WRITTEN PROBLEM 1: In the biting gnats thread, which product does Count Down call by far the best of all the products he used?
WRITTEN PROBLEM 2: For each statement, say whether it agrees with the biting gnats thread, and quote the words that decide it: (a) wharfrat says basic Jergens lotion works fairly well. (b) Count Down spent 10 years at Parris Island. (c) outside13 says nothing sprayed or rubbed on helped.
WRITTEN PROBLEM 3: From the biting gnats thread, reproduce the part that opens with the words containing "## wharfrat" and closes with "well. Good luck.".

##### DOCUMENT SEGMENT #####

# Biting gnats



## jimbo1187

What do you guys use to combat the biting gnats? They eat me alive!

Is there something you can add to your diet? Or are bug sprays preferred?


----------



## outside13

Hey, lived in Charleston SC for 17 years, feel your pain, tried everything you could spray, rub on, they all help, but best to us with the lightweight long pants and long sleeve shirts and a buff for your head, takes sometime to get used to wearing all this stuff, but beats getting ate up, dem no-seeums are bad. Good luck.


----------



## KINCHAFooneeryan




----------



## wharfrat

The no gnats stuff is good, there are a few citronella based products like that one out there. your basic jergens lotion works pretty good...re-apply as needed...smells purty too...


----------



## Count Down

Jimbo, I was at Parris Island SC for 5 years. Biting gnats, or "sand fleas" are plentiful.  Of all the products I used, the Avon product "Skin So Soft" was by far the best. Not sure of the ingredients, but it works.  You should be able find it at any drug store or Wal-Mart.  I also use the No Natz. It seems to work great for skeeters and gnats, so it should work for you as well. Good luck.

##### RECORD LIST #####

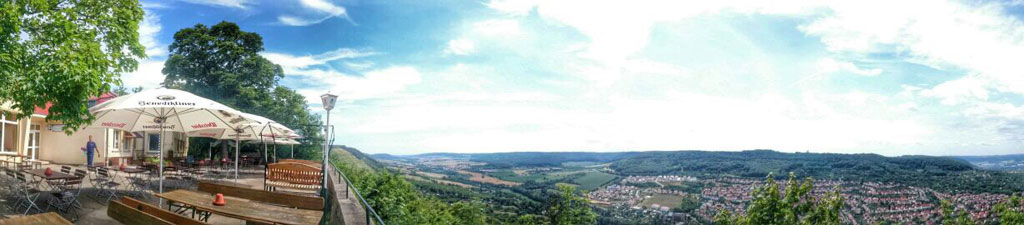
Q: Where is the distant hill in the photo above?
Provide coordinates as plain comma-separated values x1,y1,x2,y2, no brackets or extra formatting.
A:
374,151,644,168
332,145,384,170
381,150,1024,192
953,153,1024,171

#####

OUTPUT 1: The Avon product "Skin So Soft."

OUTPUT 2:
(a) Yes: "your basic jergens lotion works pretty good"
(b) No: "I was at Parris Island SC for 5 years"
(c) No: "tried everything you could spray, rub on, they all help"

OUTPUT 3:
## wharfrat

The no gnats stuff is good, there are a few citronella based products like that one out there. your basic jergens lotion works pretty good...re-apply as needed...smells purty too...


----------



## Count Down

Jimbo, I was at Parris Island SC for 5 years. Biting gnats, or "sand fleas" are plentiful.  Of all the products I used, the Avon product "Skin So Soft" was by far the best. Not sure of the ingredients, but it works.  You should be able find it at any drug store or Wal-Mart.  I also use the No Natz. It seems to work great for skeeters and gnats, so it should work for you as well. Good luck.